ASSIGNED TASK →
Every line from the one with "Query: white pitch line" through the final line of the entries below should be returned exactly; leave out all other lines.

RECORDS TO PROCESS START

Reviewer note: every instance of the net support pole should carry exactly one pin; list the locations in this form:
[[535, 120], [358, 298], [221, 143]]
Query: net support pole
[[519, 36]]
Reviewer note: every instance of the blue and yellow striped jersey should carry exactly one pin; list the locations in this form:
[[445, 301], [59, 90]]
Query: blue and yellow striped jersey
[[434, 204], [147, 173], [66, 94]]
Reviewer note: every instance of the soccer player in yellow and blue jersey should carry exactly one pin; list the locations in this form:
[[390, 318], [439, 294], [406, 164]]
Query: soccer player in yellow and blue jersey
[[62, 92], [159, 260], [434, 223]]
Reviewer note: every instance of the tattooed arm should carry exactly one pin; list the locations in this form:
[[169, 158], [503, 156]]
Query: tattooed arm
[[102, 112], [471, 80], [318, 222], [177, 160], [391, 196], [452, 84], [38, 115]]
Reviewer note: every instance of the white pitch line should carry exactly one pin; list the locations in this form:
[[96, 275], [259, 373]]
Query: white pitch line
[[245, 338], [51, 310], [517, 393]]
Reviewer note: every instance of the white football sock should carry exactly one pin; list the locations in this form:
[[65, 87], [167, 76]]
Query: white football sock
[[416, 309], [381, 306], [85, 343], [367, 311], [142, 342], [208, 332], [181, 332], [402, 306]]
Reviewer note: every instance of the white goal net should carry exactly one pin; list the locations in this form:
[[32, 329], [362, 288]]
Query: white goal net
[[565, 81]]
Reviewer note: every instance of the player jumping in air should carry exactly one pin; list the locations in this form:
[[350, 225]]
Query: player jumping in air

RECORDS TO PROCESS END

EXERCISE RESULT →
Query: white pitch line
[[245, 338], [51, 310], [517, 393]]
Reviewer note: every instance of the white football sock should carry exactly one pin; list the locations in this form:
[[65, 87], [167, 76]]
Query: white football sock
[[416, 309], [381, 306], [85, 343], [367, 311], [142, 342], [208, 332], [181, 332], [402, 306]]
Reviewer note: every instance of the white goal net should carry exactly one pin; list the locations in this form:
[[32, 329], [362, 288]]
Query: white goal net
[[565, 81]]
Reviewer note: every instance of the player jumping in air should carry exactly one pin; list the locations in this form:
[[350, 225]]
Query: player jumping in air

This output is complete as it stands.